STATED PROBLEM
Write out the records below again with "even-odd" substituted by "nonzero" throughout and everything else left unchanged, omitting the pictures.

TASK INPUTS
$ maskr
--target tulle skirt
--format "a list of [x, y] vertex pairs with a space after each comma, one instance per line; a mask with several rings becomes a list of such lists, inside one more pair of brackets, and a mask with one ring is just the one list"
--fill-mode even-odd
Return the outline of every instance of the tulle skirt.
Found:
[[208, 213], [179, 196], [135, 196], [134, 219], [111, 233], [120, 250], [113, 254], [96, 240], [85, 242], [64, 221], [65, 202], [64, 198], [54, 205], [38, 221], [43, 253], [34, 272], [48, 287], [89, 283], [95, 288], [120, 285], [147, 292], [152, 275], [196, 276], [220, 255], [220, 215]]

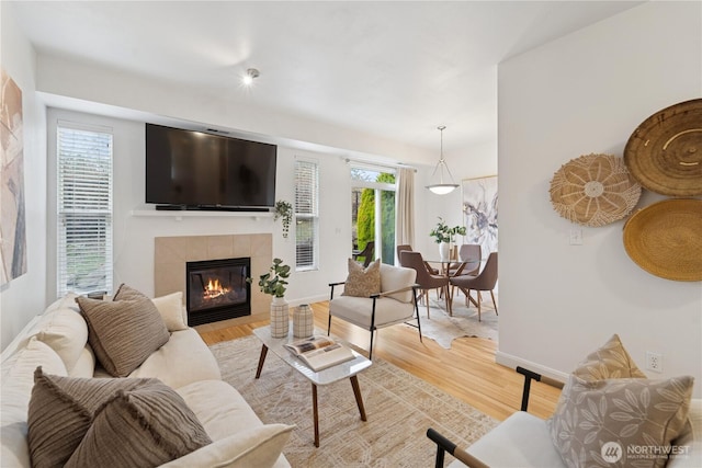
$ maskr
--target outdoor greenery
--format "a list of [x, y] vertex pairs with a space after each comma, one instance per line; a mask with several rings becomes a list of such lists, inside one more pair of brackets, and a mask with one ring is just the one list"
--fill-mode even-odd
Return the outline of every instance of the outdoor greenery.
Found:
[[[285, 265], [281, 259], [273, 259], [273, 264], [269, 269], [269, 272], [261, 275], [259, 279], [259, 287], [261, 293], [270, 294], [275, 297], [285, 296], [285, 286], [290, 277], [290, 266]], [[252, 283], [253, 278], [247, 277], [247, 283]]]
[[433, 237], [437, 243], [452, 242], [455, 235], [465, 236], [465, 226], [454, 226], [450, 228], [441, 216], [439, 217], [437, 227], [429, 232], [429, 236]]
[[[395, 175], [384, 172], [377, 175], [375, 182], [394, 184]], [[387, 261], [395, 256], [395, 192], [381, 192], [381, 222], [383, 224], [381, 258]], [[363, 189], [361, 192], [356, 236], [359, 250], [363, 250], [366, 243], [375, 239], [375, 190], [373, 189]]]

RESULT OF THE TASK
$ maskr
--target tulle skirt
--format "a list of [x, y] vertex pairs with a space after each comma, one instance per line; a mask with several rings becomes a list of such lists, inside one more pair of brackets, and a mask with one ring is just the one list"
--fill-mode nonzero
Return the outline of every instance of the tulle skirt.
Found:
[[208, 213], [179, 196], [135, 196], [134, 219], [111, 233], [120, 250], [113, 254], [96, 240], [85, 242], [64, 221], [65, 202], [64, 198], [54, 205], [38, 221], [43, 253], [34, 272], [48, 287], [89, 283], [95, 288], [120, 285], [147, 292], [152, 275], [196, 276], [220, 255], [220, 215]]

$ maskr
--target outdoor greenery
--format "a list of [x, y] vertex pairs with a space after each comma, one instance per line; a mask with several rings becomes a list of such lists, inside one more pair of brackets, and a mask with one ring is just the one list"
--fill-mode nonzero
Return the outline of every instance of the outdoor greenery.
Found:
[[[285, 265], [281, 259], [273, 259], [273, 264], [269, 269], [269, 272], [261, 275], [259, 279], [259, 287], [261, 293], [270, 294], [275, 297], [285, 296], [285, 286], [290, 277], [290, 266]], [[252, 283], [253, 278], [247, 277], [247, 283]]]
[[433, 237], [437, 243], [452, 242], [455, 235], [465, 236], [465, 226], [454, 226], [450, 228], [441, 216], [439, 217], [437, 227], [429, 232], [429, 236]]
[[[395, 175], [384, 172], [377, 175], [375, 182], [394, 184]], [[387, 261], [395, 256], [395, 192], [381, 192], [381, 222], [383, 224], [381, 258]], [[363, 189], [361, 192], [356, 236], [359, 250], [363, 250], [366, 243], [375, 239], [375, 190], [373, 189]]]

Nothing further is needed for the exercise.